Records contained in a dataset:

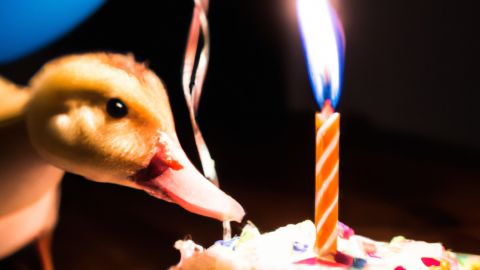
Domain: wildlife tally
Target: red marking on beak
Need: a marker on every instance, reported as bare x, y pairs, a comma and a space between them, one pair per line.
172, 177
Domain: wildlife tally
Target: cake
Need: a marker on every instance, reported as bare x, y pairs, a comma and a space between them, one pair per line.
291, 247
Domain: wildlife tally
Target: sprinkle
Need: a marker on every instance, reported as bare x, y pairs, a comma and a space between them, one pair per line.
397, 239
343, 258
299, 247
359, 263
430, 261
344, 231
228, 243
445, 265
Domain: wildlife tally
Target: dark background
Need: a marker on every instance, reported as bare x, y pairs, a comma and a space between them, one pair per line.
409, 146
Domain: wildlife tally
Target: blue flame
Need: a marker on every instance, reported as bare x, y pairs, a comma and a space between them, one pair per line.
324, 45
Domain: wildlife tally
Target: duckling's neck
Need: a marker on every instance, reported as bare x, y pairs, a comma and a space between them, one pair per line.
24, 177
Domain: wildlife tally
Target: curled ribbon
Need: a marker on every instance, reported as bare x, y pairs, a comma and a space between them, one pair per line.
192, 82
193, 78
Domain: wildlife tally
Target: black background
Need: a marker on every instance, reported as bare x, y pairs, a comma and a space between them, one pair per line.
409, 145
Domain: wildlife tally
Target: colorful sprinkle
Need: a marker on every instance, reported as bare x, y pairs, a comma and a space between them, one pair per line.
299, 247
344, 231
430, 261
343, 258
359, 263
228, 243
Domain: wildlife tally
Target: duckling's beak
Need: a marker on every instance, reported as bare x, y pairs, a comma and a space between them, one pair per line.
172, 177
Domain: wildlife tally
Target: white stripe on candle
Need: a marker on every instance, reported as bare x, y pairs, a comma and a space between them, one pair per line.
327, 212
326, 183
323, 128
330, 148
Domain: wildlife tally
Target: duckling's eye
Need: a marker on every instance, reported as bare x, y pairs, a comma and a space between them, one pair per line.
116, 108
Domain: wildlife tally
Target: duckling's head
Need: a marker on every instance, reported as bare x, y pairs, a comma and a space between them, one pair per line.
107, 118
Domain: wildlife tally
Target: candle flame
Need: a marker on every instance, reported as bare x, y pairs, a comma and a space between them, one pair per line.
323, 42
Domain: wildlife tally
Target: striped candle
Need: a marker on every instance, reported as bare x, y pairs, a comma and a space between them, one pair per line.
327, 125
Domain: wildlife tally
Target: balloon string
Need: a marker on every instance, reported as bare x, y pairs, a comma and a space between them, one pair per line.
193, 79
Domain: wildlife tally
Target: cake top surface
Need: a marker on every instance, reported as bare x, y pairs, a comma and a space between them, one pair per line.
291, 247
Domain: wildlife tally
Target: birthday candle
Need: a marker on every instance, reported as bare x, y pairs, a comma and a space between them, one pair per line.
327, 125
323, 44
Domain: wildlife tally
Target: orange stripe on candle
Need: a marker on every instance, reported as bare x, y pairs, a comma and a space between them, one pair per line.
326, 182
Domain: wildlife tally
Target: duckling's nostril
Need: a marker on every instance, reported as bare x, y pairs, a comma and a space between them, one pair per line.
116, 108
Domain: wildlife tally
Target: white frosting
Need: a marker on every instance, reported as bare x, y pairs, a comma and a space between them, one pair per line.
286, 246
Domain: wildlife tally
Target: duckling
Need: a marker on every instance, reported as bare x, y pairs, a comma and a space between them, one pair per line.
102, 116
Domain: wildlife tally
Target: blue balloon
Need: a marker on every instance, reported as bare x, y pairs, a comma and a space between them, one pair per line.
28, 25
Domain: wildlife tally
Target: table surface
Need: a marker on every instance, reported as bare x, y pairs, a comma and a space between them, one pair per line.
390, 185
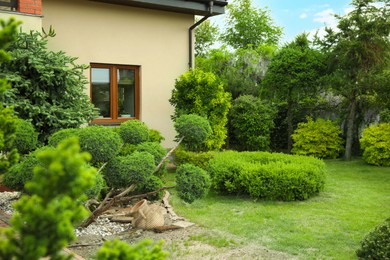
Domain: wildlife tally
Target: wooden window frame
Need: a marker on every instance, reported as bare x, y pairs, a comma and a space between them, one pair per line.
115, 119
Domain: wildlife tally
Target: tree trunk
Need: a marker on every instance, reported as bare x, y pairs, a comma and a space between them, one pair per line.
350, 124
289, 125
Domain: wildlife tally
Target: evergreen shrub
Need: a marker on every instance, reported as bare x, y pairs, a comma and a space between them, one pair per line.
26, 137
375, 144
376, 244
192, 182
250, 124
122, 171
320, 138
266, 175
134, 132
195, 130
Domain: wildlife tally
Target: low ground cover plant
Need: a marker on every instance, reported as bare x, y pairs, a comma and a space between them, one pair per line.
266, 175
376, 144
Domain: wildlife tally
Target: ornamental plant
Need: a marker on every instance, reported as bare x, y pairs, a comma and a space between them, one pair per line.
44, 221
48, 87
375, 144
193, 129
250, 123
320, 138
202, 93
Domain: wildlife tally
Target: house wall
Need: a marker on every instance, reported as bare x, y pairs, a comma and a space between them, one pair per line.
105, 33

WORK TO DO
Make an exact copy of the whole listing, but don't bring over any pictures.

SOLUTION FOR THIS EXERCISE
Domain: wildlife tally
Target: red marking on beak
Need: a marker on every instance, reported as bare x, y pairs, a comma and a space between them, one pair per line.
172, 177
Domain: wildlife tally
Target: cake
Need: a marker on every instance, reported as bare x, y pairs, a comma and a space between them, one pair per line.
291, 247
Domain: wildlife tally
Target: sprinkle
Need: a marker on every instance, reported as bare x, y pairs, a comma and a space between them, one pair per line.
397, 239
343, 258
299, 247
359, 263
430, 261
344, 231
228, 243
445, 265
Domain: wildlife tally
Target: dark background
Need: a marker on every instance, reported as bare x, y pairs, a comma and a space between them, one pair per line.
409, 146
Domain: wildlife tally
Target: blue flame
Need: a marker on every instance, reported as bare x, y pairs, a comma and a space between them, one pair per line.
324, 45
Domain: wildlife tally
Target: duckling's neck
Need: a marker on every instance, reported as bare x, y pairs, a comma and a space between them, one pair per line.
24, 177
Domain: wildlife tally
Target: curled ribbon
Need: a marker on every instance, reported as bare x, y pairs, a comma and a space between them, one pair per line.
192, 82
193, 78
Domain: wildlife tally
Target: black background
Need: a marker on every instance, reported as bare x, y pairs, a comma and a space between them, one pair per line.
409, 145
Domain: wildlife tally
Target: colorful sprinkle
Need: a marker on every instance, reported as bare x, y pairs, a comma and a space between them, one pair per line.
299, 247
344, 231
430, 261
343, 258
359, 263
228, 243
Domain: wildlife tally
Target: duckling's beak
Need: a marker on every instance, reported as bare x, y pairs, a comma and a space between them, one pair per line.
172, 177
Domain: wildlife tally
Target: white stripe on candle
Need: a marker on every instance, reported as bare x, y pairs, a comma and a space between them, one pair per line.
327, 212
326, 183
323, 128
330, 148
Domain: wildlife tally
Target: duckling's eye
Need: a marker on every instance, reported as bare x, y pairs, a comma and a space between them, one pair per line.
116, 108
Domain: wildlife tally
Target: duckling's head
Need: a marker on every instance, reported as bare x, y pairs, a comma and a space between them, one pair per line.
107, 118
Domain: wildlife tally
Target: candle flame
Need: a marker on every instance, reported as bare x, y pairs, a comma and a space between them, one pair per line.
323, 42
Domain: wildlife tally
Target: striped candle
Need: a marker on every instance, reported as bare x, y pairs, a comma and a space between them, one pair per line.
327, 125
Domain: wildlife tally
Target: balloon string
Need: a marker on every instance, reported as bare x, y pairs, a comma and a space between them, one pair per line.
193, 79
Domain: wildlife tally
Target: cake top surface
Need: a marker on every instance, reported as bare x, y pairs, a comma and a space between them, one pair per line.
291, 247
Domain: wildlife tally
Target: birthday candle
Need: a marker on every instance, reported as bare x, y pairs, a comma and a space between them, one pair per line.
327, 125
323, 44
Domain: wildlife tally
Target: orange stripe on candle
Need: a marker on every instance, reported as bare x, y pairs, a comma and a space between them, one pair per line.
326, 182
Domain: wildlife tally
Target: duckling's nostril
Need: a marker on every instance, reported as bare x, y pairs, a comma and a space between them, one pair per line.
116, 108
Domain: wildlife tally
Target: white frosting
Need: a marker on every instance, reported as bare x, y pairs, a comma and a space between them, one pair per line.
286, 246
Domain: wildlife tally
Target: duckling
Need: a marker on every instance, reported as bare x, y pairs, a comma and a space between them, one pair per line.
102, 116
Domain: wildlife tally
Target: blue balloon
Need: a marker on every instance, reported as bare x, y pairs, a comma and a space between them, one pair per line.
28, 25
Domain: wildlife tally
Target: table surface
Need: a marker on every instance, reported as bare x, y pairs, a comma and a space between them, one pair per line.
390, 185
Domain: wildlife tally
Target: wooden window frame
Need: a marker on every instance, reported as bare x, y pairs, a comma and a space between them, one pair per line.
115, 119
Domain: wildlife tally
Target: tree trunk
Need: a marker on every instance, reported as bare x, y pairs, a comma and a space between them, one pair per line.
350, 124
289, 125
Domain: wildlife tally
Target: evergreen shrub
Need: a marker on every instance, reported as bare x, y pairs, a comma and a space between them, one pair per line.
26, 137
375, 144
376, 244
192, 182
250, 124
122, 171
320, 138
266, 175
134, 132
195, 130
Domain: wildlife tally
Target: low ground cover plant
Need: a marker on every instance, reported as bare x, y pairs, a comma and a space between them, one pair per line.
266, 175
376, 144
Domain: wildlife tally
Target: ornamental plant
Need: a marker on every instance, reported as bare x, y pairs, a comma and a space between them, one pair per line.
44, 221
48, 87
375, 144
193, 129
250, 123
320, 138
202, 93
Domain: wildlife tally
Target: house wall
Need: a marker on every instance, reported as bare x, y pairs, a comma and a space between them, one pair per line.
105, 33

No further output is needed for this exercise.